### JOB
Please find every line in the entries below that contains the word "white", and copy each of those lines.

### GIVEN ENTRIES

####################

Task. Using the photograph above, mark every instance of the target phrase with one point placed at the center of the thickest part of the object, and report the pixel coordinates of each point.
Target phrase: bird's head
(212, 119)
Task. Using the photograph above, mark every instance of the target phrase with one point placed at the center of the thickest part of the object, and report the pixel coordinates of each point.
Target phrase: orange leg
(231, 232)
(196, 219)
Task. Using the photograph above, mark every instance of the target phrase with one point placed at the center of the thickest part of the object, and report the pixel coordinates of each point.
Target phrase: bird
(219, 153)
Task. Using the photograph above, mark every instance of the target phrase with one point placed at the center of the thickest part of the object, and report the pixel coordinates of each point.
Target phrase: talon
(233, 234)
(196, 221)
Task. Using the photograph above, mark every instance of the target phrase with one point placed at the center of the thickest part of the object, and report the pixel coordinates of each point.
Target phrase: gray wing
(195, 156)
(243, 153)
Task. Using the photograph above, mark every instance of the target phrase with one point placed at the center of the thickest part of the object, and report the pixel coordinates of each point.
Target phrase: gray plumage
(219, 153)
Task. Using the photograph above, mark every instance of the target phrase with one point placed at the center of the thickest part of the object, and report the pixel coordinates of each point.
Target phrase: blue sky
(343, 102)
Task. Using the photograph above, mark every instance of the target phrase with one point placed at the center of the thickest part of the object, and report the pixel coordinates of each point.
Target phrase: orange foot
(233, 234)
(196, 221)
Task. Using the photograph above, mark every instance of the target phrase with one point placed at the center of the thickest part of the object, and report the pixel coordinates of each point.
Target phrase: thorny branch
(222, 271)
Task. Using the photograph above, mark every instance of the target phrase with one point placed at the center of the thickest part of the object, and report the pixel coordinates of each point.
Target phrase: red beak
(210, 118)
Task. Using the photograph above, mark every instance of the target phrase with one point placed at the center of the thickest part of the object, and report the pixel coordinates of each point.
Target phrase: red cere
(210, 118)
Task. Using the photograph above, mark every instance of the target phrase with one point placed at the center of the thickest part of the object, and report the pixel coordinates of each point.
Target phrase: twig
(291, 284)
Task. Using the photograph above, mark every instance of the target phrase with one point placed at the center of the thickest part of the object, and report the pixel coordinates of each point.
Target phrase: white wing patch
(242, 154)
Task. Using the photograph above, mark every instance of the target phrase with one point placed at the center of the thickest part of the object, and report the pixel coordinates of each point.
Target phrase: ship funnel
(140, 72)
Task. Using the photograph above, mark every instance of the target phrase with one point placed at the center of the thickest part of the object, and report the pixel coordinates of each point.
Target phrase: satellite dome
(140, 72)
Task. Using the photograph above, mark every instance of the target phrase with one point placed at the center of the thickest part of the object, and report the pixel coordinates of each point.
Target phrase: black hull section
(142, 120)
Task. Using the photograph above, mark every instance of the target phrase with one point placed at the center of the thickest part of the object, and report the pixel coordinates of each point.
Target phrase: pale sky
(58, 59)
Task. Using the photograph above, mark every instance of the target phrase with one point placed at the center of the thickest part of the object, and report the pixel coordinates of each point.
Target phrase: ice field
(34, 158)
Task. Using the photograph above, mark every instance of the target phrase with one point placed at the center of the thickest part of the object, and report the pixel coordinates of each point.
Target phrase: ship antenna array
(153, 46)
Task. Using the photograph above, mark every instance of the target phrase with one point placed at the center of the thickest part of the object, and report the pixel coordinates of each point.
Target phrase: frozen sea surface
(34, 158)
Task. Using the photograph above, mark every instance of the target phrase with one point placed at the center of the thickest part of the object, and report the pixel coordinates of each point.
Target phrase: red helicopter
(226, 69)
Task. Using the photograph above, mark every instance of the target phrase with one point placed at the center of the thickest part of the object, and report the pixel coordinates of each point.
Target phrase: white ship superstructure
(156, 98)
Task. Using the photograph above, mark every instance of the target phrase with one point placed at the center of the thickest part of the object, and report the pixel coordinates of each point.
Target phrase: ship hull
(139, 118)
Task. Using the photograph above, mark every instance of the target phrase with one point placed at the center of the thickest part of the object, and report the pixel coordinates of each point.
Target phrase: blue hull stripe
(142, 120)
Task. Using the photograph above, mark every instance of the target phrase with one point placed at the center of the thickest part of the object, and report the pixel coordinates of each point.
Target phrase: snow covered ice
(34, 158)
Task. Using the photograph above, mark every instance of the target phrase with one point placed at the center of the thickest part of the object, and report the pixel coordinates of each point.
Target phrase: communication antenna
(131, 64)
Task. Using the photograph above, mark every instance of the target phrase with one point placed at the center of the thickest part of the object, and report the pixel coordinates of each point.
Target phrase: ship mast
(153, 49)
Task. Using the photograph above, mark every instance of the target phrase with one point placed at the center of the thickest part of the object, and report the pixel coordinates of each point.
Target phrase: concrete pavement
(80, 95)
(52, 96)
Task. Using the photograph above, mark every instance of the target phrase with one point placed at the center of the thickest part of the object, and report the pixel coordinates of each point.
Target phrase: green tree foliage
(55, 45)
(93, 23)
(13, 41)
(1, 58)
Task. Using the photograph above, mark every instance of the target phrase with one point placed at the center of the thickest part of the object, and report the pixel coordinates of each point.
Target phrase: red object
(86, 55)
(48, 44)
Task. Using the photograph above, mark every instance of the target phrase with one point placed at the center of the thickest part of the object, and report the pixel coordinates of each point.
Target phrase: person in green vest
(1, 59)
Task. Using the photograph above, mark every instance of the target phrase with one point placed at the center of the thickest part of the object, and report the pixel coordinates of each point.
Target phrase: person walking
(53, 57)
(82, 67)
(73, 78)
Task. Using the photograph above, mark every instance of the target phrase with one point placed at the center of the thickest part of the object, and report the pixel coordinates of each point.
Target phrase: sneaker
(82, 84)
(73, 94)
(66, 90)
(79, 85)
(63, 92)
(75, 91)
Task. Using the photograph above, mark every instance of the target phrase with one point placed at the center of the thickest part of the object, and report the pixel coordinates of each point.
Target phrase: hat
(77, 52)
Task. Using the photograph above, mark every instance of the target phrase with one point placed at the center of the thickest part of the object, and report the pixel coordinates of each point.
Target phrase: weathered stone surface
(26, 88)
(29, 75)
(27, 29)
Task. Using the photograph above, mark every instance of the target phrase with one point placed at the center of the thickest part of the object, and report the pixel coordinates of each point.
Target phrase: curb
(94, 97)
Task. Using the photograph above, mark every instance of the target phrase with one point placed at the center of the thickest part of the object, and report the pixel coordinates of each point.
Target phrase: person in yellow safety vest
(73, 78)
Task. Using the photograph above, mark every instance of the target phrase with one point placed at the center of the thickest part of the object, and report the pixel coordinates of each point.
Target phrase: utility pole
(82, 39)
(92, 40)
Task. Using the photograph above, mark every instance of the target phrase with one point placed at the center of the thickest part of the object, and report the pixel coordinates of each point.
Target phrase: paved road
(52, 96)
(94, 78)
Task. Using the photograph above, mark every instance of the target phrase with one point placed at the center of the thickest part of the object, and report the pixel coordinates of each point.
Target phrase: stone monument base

####################

### RESULT
Target phrase: white wing patch
Target phrase: white ship superstructure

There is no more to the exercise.